EXERCISE BRIEF
Please quote the stretch of the GTHA traffic article below from "Not surprisingly, 2019" through "spots almost disappear.", copying it word for word.

TEXT UNDER STUDY
Traffic and speed patterns in the GTHA have changed dramatically since COVID-19 restrictions came into effect.
Much of the GTHA workforce no longer needs to travel to work, due to a combination of nonessential business closures and working from home. Students no longer need to travel to school, having transitioned to online learning.
When venturing out for essential work and to purchase necessities, drivers find roads much emptier than before COVID-19.
Crawling traffic during rush hour has disappeared and traffic speeds, not surprisingly, have visibly improved.
A quantitative analysis of the traffic on GTHA’s major highways by Senior Research Associate Dr. Islam Taha and UTTRI associated faculty Professor Baher Abdulhai reveals the extent of changes.
Comparing data for the GTHA’s major freeways: March 2019 and March 2020
Dr. Taha and Professor Abdulhai compared traffic detector data, from major freeways across the GTHA, for March 2020 with March 2019.
Speed on QEW eastbound
The researchers first looked closely at speeds on the QEW eastbound.
Speed “hot spots”
Figure 1.b is a speed “heat map,” a plot of traffic speeds over time (Y-axis) and location (X-axis) for the eastbound direction of traffic. Green color indicates high speeds, yellow indicates moderate speeds and red indicates slow speeds.
Not surprisingly, 2019 data reveals four congestion “hot spots” where speed is greatly reduced: two in the morning peak and two in the afternoon peak.
In contrast, in 2020, the four hot spots almost disappear.
Figure 2, below, shows the average speed across the freeway. In March 2019 the average dips down to 70 km/hr during the morning peak, while in March 2020 speeds do not drop much below 90 km/hr.
Similar trends across all GTHA freeways
The trend is similar across all freeways in the GTHA, to varying extents, as shown in Table 1 and Figure 3 below.
Will congestion return to “normal” post-COVID-19?
Dr. Taha and Professor Abdulhai anticipate that traffic congestion is likely to return once COVID-19 restrictions are lifted. There is no hard data to support their speculation; rather, it is more expert intuition. They expect and caution that congestion may even increase if more commuters opt to drive to avoid public transit.

RECORDED INFORMATION
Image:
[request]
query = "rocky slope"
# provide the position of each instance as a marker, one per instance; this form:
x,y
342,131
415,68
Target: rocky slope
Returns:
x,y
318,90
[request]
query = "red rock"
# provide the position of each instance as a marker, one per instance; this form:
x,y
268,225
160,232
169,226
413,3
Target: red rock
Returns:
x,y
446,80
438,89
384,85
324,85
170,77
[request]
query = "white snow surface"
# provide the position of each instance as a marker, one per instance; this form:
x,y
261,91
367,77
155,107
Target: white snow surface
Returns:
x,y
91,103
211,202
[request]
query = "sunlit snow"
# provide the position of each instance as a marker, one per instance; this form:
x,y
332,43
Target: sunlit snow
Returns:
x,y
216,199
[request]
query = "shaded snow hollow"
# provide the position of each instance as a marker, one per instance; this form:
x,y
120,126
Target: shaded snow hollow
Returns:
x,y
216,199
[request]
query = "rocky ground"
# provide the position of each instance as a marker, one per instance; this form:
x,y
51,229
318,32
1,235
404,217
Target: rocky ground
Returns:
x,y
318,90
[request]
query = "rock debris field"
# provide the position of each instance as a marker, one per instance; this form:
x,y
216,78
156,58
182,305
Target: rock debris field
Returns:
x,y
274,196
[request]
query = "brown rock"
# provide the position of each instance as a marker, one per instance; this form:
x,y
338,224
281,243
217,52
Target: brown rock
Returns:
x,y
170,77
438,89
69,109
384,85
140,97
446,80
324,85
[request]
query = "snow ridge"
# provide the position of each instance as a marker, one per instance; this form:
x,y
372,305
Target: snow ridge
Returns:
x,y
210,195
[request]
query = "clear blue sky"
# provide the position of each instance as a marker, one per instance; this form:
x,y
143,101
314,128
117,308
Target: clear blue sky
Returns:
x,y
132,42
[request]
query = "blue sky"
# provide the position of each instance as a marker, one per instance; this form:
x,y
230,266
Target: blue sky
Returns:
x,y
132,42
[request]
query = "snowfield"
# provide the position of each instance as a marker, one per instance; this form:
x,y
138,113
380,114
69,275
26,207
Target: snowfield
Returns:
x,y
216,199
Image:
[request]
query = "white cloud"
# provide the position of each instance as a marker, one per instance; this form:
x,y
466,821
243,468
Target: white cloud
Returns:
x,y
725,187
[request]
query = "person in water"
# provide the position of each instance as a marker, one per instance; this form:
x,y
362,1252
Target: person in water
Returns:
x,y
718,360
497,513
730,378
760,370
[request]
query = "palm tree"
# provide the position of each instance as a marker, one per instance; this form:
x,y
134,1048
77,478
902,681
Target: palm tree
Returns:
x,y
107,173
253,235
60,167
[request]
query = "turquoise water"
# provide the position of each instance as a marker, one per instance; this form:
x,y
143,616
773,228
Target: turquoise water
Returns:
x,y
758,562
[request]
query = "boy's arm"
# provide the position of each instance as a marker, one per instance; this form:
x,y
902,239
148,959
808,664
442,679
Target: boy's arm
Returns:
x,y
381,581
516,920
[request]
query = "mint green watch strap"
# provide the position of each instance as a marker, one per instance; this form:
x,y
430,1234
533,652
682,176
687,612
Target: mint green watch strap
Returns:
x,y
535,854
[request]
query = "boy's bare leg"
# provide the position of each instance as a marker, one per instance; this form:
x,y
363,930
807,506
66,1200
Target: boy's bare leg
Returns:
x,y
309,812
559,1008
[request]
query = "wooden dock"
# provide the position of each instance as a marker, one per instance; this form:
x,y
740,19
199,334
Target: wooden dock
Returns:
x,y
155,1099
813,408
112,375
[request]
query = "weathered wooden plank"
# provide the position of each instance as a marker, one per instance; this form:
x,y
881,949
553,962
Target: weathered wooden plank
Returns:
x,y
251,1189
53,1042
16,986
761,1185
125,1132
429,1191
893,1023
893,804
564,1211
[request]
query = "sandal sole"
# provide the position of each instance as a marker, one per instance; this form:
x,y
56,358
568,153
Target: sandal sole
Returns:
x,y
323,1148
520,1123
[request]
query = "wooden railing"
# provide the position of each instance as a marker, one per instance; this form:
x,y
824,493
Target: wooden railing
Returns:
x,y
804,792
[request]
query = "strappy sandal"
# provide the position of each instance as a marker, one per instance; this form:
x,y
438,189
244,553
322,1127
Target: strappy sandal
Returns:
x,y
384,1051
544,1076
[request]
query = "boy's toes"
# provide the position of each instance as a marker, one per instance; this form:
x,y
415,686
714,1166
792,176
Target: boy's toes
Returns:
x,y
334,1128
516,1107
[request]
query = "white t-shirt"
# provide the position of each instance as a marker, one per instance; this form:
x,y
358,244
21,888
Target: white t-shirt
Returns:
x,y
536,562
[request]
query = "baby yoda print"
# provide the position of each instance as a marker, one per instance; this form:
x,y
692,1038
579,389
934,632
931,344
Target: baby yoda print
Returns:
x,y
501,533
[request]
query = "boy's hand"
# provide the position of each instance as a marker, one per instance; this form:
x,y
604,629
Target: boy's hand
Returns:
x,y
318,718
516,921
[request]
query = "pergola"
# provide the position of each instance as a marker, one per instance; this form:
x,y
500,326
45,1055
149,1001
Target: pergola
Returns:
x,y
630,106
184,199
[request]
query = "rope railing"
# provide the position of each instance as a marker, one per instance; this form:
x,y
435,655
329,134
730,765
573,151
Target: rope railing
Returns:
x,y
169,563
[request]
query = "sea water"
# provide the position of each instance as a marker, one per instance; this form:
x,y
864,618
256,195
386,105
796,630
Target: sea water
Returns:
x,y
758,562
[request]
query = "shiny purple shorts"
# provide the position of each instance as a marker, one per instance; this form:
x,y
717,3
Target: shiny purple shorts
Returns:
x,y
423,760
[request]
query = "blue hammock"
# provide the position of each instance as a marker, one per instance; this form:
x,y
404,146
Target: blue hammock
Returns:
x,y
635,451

EXERCISE OUTPUT
Not surprisingly, 2019 data reveals four congestion “hot spots” where speed is greatly reduced: two in the morning peak and two in the afternoon peak.
In contrast, in 2020, the four hot spots almost disappear.